Photo-based referring expression data
=======
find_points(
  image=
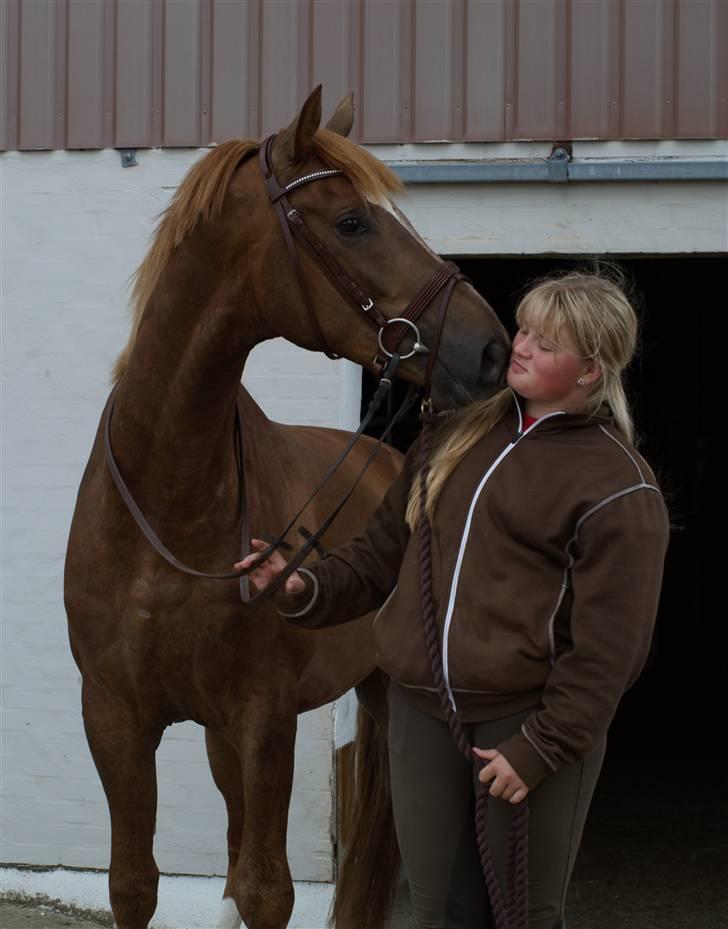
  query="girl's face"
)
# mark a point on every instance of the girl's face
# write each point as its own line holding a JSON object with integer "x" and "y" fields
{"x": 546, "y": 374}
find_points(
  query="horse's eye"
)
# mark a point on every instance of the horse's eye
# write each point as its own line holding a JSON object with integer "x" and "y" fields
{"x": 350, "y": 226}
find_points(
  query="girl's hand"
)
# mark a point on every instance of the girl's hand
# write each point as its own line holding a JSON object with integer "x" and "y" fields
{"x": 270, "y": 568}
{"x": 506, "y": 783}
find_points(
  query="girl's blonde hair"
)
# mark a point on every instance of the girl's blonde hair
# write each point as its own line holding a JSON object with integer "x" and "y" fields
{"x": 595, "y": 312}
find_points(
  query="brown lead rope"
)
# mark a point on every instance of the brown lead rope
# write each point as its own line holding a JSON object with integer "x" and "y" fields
=======
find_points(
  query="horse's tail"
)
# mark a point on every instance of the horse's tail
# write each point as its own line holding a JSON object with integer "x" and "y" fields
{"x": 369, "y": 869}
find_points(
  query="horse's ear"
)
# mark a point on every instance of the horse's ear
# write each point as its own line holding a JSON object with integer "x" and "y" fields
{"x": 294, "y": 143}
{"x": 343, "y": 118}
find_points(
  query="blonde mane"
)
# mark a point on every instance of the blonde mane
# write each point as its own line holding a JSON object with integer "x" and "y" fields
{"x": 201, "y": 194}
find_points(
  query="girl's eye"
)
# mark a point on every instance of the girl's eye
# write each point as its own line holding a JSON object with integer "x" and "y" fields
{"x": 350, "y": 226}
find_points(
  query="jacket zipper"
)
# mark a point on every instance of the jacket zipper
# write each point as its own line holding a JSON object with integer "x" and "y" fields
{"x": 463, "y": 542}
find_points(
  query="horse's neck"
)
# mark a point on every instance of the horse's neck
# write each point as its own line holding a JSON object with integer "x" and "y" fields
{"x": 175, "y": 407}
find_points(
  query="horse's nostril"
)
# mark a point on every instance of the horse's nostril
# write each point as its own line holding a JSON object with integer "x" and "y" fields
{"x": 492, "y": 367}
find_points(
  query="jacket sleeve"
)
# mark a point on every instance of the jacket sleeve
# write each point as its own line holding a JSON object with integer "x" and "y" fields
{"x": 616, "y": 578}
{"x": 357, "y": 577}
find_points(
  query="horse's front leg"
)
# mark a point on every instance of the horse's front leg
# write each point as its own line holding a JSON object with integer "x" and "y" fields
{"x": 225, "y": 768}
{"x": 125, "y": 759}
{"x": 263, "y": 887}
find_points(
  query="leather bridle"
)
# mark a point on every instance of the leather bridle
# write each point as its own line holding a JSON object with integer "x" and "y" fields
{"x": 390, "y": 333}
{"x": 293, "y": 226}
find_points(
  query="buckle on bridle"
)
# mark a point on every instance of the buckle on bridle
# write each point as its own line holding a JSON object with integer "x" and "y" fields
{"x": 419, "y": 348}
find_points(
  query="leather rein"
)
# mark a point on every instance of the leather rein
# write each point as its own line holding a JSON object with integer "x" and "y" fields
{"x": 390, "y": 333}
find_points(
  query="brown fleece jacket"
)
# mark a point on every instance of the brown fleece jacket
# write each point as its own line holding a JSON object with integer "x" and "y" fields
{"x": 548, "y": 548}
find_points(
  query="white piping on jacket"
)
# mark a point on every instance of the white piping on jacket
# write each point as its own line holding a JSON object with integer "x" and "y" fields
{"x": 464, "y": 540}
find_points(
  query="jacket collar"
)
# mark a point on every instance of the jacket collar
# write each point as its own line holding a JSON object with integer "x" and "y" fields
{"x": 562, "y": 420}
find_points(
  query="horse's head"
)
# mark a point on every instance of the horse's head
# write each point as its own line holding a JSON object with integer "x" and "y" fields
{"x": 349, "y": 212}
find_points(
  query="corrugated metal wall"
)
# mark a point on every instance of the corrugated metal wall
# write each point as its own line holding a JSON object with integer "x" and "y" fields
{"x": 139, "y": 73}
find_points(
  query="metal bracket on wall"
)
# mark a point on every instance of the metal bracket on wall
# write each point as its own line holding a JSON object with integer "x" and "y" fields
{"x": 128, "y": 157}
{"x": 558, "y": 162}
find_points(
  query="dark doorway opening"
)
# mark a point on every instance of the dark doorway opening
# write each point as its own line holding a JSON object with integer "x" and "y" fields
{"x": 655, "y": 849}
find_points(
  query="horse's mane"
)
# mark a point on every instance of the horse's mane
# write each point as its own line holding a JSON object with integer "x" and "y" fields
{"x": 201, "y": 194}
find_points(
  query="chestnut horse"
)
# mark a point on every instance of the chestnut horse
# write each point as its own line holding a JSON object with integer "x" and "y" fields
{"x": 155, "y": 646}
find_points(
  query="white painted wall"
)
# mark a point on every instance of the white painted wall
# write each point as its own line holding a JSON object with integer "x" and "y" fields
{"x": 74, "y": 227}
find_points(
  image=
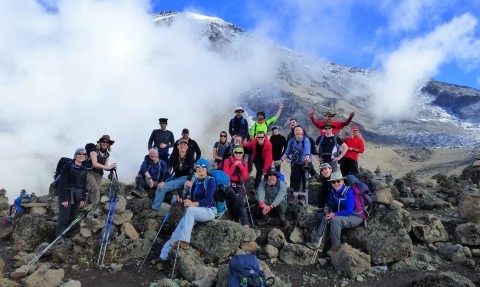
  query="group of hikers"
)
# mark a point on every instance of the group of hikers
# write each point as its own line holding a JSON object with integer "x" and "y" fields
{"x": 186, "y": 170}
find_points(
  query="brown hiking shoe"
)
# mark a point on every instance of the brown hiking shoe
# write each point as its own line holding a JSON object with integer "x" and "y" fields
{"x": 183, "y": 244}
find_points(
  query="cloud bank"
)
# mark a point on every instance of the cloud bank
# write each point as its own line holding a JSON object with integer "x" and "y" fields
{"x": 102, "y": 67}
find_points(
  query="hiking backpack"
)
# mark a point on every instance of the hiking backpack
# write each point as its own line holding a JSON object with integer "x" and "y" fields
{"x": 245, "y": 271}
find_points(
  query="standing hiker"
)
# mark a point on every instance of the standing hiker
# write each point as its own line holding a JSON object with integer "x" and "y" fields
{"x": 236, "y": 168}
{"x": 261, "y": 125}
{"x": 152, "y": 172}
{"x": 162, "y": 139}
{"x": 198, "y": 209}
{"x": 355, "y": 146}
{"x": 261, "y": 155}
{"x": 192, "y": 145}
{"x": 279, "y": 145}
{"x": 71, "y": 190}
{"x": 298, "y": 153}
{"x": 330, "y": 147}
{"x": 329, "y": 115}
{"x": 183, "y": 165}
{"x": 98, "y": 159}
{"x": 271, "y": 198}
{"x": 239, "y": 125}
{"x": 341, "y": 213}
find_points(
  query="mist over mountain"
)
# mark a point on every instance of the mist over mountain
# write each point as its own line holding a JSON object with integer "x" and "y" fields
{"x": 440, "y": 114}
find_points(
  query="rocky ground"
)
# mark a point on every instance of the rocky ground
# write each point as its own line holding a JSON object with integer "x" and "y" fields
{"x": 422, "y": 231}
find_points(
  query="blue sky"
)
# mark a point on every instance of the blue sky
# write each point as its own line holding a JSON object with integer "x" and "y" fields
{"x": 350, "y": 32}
=======
EXERCISE DIRECTIONS —
Pull out all lines in the data above that include "neck".

SOLUTION TO THIS PROBLEM —
  query="horse's neck"
# mark a point on every instance of the horse's neck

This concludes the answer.